*EXTRACT TO READ*:
Sorry to pick nits, Sterling, but that terrific line you mention was on The Hot Rock. I think your point fits the album anyway.

For what it's worth, Greil still stumbles across other below-radar bands like Low once in a while. But as was also stated above, Greil just has a critical (if not personal) need for there to be a great all-woman band (two lesbians, better yet) raging against the machine, damn the torpedoes, etc.

Susan, Wednesday, 4 July 2001 00:00 (twenty-four years ago)

"It seems to me the only serious problem with Marcus' championing of Sleater-Kinney is that they're so clearly the only current non-chart band he knows about."

*PROBLEM SET*:
**1.** Copy out everything in the music forum thread from "For what it's" down to "(twenty-four years ago)".
**2.** Continue the forum thread about Greil Marcus and Sleater-Kinney from its final line.
The records that come next have nothing to do with the music forum thread.

*DATASET*:
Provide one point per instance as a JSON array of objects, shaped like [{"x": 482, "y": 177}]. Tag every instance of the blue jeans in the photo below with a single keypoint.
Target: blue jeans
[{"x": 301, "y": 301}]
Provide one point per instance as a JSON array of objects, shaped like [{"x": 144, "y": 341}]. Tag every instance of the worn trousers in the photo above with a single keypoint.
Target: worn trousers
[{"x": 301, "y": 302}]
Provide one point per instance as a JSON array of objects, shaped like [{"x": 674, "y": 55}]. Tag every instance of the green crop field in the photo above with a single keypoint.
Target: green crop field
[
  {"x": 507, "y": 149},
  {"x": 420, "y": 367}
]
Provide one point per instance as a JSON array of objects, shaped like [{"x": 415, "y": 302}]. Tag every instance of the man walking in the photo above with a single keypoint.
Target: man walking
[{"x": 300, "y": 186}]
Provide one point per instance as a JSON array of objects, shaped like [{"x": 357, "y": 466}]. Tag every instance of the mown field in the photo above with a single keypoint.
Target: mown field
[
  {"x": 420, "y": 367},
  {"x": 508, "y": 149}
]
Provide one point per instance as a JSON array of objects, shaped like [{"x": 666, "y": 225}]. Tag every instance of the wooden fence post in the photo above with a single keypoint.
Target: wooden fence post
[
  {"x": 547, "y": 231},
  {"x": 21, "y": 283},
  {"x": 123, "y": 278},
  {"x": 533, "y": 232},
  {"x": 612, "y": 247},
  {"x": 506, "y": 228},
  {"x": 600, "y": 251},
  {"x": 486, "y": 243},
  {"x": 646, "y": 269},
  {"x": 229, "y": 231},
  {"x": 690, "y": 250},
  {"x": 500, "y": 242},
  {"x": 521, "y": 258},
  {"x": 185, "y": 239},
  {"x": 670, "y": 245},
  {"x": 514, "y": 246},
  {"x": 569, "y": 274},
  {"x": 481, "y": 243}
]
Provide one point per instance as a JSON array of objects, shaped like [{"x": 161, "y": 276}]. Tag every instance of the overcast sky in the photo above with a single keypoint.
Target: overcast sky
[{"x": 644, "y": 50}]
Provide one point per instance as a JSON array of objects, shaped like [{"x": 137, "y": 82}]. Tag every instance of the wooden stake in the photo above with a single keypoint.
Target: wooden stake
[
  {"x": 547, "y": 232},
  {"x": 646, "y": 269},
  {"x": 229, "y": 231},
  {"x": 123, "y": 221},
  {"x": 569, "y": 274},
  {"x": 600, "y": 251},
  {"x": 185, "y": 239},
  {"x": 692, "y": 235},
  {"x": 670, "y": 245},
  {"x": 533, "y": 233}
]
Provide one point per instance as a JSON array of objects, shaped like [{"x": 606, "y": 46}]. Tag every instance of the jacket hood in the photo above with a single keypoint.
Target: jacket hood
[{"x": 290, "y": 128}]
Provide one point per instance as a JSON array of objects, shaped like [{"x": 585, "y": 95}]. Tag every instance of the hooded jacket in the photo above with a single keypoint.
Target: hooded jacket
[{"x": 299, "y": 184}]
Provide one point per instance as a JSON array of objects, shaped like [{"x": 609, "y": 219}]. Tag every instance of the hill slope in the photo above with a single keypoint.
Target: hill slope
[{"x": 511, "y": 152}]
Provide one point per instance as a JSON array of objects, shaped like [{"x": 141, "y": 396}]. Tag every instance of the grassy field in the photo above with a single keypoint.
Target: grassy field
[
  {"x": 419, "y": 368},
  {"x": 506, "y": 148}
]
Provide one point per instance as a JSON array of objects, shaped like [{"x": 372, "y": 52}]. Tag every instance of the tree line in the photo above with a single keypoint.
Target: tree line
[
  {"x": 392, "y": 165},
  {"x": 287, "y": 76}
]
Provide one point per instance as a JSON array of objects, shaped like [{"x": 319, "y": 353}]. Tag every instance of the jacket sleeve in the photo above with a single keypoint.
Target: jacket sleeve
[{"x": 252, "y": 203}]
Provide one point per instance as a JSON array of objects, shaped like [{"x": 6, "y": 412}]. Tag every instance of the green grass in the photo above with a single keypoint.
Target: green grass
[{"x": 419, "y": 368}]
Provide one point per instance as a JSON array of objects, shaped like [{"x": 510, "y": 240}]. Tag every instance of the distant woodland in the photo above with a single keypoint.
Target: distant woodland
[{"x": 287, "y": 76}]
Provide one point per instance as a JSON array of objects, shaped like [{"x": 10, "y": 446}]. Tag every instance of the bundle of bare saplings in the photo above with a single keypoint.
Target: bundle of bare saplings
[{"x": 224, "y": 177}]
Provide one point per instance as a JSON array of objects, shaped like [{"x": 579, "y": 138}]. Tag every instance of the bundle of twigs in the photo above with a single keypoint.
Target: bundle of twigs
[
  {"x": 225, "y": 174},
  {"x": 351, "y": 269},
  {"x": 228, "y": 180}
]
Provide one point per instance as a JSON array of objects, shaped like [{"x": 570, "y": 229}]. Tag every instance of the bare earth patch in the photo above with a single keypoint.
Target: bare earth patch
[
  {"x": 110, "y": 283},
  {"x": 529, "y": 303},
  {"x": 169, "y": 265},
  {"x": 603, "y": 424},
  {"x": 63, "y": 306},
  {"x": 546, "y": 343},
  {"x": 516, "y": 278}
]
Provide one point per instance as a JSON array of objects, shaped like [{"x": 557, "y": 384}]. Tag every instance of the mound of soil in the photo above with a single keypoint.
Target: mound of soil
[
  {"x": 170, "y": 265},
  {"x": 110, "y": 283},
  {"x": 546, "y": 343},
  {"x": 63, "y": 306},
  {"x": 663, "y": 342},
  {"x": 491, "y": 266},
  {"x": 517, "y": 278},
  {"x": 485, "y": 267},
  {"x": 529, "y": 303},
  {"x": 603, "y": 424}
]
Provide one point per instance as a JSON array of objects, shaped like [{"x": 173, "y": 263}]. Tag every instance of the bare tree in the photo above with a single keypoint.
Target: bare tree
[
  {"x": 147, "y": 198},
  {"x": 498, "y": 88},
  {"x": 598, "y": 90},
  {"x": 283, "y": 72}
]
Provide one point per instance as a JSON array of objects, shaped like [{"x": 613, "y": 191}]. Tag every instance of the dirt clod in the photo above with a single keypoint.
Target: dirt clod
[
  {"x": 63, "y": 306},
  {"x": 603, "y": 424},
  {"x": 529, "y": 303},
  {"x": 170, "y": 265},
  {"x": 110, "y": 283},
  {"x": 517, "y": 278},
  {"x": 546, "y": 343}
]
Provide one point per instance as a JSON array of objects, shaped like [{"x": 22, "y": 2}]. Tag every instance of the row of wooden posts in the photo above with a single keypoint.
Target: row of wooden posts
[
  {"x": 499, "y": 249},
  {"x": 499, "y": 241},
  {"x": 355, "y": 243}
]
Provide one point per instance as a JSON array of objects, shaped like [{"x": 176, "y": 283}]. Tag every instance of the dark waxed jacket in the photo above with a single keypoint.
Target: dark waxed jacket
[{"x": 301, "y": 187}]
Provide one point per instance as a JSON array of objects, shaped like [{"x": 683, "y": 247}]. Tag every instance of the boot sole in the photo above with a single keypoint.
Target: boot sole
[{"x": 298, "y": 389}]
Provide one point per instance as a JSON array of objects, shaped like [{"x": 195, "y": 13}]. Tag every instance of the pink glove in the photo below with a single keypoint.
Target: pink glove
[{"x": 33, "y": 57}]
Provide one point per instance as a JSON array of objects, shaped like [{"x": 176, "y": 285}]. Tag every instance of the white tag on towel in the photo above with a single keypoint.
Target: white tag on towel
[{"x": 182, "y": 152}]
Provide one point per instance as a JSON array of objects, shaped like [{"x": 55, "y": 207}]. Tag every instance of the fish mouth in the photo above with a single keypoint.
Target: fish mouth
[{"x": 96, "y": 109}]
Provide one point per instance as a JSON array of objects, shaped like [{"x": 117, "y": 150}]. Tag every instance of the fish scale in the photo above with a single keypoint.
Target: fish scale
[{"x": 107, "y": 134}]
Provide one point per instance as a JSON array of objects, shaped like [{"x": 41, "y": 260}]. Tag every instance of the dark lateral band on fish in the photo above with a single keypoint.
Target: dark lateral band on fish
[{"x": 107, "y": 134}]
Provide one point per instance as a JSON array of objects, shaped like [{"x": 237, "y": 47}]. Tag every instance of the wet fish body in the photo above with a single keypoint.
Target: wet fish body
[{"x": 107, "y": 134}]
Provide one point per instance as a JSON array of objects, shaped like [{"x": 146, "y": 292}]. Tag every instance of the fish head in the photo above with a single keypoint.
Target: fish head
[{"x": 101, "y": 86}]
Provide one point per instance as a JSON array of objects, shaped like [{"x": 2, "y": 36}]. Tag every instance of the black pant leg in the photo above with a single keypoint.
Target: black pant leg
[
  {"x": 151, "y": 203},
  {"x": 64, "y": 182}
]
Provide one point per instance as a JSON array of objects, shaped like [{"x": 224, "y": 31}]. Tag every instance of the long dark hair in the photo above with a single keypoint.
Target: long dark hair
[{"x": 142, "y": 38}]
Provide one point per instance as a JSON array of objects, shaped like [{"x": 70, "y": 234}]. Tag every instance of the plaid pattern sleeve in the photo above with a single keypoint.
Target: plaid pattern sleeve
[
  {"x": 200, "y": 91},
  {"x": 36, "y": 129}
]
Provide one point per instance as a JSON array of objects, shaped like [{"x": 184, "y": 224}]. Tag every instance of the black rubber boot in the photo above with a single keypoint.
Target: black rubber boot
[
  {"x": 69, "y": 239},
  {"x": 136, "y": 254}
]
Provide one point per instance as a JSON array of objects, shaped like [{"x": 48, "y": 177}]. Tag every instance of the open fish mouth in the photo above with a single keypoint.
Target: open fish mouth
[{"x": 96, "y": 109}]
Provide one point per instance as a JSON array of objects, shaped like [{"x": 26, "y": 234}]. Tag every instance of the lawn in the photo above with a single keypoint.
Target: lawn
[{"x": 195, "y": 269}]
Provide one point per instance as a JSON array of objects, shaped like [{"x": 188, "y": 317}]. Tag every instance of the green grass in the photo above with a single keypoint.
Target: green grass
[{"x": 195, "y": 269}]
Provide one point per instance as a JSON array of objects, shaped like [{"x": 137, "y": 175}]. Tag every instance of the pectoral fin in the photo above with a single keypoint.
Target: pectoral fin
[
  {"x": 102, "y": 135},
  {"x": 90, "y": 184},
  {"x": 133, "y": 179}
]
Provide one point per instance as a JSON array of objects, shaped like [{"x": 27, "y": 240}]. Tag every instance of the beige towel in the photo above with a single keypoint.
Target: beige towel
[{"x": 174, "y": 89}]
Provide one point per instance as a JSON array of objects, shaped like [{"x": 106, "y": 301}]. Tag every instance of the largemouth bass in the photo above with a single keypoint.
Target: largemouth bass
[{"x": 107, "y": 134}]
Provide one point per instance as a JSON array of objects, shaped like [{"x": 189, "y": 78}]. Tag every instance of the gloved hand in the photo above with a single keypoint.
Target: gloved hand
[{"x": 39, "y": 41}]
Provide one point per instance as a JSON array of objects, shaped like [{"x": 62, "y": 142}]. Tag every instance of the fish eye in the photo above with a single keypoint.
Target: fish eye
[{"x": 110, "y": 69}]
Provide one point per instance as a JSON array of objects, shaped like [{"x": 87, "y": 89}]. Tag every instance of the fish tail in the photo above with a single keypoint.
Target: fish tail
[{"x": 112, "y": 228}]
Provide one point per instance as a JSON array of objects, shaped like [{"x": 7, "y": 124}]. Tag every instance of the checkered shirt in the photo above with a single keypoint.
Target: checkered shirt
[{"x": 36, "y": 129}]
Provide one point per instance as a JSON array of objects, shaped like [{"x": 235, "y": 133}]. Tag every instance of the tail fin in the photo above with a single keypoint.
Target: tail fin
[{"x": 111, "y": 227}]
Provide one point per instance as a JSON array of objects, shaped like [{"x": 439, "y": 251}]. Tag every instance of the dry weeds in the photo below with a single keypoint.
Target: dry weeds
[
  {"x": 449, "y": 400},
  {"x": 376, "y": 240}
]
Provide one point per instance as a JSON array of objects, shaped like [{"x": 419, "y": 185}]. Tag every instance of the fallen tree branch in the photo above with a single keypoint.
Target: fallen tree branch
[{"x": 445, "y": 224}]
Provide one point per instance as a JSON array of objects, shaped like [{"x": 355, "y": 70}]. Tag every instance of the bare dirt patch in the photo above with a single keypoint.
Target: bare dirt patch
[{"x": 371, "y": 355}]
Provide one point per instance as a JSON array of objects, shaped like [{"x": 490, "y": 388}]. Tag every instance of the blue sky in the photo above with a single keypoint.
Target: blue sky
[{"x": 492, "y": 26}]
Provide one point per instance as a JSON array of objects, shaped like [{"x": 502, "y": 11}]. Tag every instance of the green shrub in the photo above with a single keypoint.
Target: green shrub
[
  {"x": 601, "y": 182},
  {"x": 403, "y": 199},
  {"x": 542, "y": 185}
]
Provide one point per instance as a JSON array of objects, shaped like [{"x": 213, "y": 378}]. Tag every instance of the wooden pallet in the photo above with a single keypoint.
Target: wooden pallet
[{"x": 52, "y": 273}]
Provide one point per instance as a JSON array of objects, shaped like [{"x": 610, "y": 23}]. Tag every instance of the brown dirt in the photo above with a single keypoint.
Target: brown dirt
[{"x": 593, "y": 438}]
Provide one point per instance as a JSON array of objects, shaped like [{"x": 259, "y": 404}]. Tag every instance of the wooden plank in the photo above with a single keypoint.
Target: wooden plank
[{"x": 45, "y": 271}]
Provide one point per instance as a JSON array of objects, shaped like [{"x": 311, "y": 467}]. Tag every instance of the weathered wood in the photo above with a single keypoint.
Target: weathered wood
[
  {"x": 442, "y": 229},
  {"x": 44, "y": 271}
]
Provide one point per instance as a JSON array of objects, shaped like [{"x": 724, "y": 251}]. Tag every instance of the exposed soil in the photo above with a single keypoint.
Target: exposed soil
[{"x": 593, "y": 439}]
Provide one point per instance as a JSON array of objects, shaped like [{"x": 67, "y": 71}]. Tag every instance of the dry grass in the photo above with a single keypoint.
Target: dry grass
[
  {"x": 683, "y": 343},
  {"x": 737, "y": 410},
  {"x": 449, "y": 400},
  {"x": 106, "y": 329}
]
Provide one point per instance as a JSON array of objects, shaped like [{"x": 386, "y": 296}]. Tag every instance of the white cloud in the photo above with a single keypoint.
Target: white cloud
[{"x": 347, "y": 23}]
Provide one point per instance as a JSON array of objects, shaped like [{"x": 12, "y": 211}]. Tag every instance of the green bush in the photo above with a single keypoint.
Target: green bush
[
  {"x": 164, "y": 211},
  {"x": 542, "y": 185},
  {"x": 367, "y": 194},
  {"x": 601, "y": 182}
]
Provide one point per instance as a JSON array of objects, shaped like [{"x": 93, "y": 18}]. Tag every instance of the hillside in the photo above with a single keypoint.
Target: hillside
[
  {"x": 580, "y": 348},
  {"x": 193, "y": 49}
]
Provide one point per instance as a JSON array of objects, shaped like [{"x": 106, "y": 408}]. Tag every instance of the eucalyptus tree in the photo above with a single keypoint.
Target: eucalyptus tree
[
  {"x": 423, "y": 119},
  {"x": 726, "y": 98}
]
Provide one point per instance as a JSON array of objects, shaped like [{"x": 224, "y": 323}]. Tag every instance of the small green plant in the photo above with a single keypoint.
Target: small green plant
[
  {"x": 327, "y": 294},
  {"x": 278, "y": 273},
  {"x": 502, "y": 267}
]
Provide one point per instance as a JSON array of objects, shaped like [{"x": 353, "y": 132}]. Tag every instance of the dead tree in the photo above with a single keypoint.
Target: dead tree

*RESULTS FOR EACH TASK*:
**1.**
For what it's worth, Greil still stumbles across other below-radar bands like Low once in a while. But as was also stated above, Greil just has a critical (if not personal) need for there to be a great all-woman band (two lesbians, better yet) raging against the machine, damn the torpedoes, etc.

Susan, Wednesday, 4 July 2001 00:00 (twenty-four years ago)

**2.**
I'm not so sure about that. My frustration with Marcus (a huge influence, by the way) is the exact opposite. He hardly EVER writes about music that I care about, which, for the most part (tho' for no particular reason other than that I just think it's the best stuff out there) happens to be chart/popular music. Almost all Marcus's obsessions in the last, oh, ten years or so have been "non-chart" bands: not just SK, but many Olympia types, DJ Shadow, David Thomas/Pere Ubu, et al. OKay, that's not strictly true -- his main obsession for the last while has actually been Dylan, but does anyone think of him as a "chart" type anymore? Marcus almost NEVER writes about popular music anymore -- other than to slam 'N Sync or Britney (which is always fun to read: he's very good at it). He almost never writes about hip-hop or r&b, and of course, he has every right not to, I just don't think Glenn's argument makes much sense.

scott woods, Wednesday, 4 July 2001 00:00 (twenty-four years ago)

Yeah - if I had to sum up Marcus' current focus (at least the bits he lets us see, heh - what you write about and what you listen to are for a lot of critics different things) I would say it was the rootsier end of alt.country. I'd still much rather read him on it than Allan Jones, say.

Tom, Thursday, 5 July 2001 00:00 (twenty-four years ago)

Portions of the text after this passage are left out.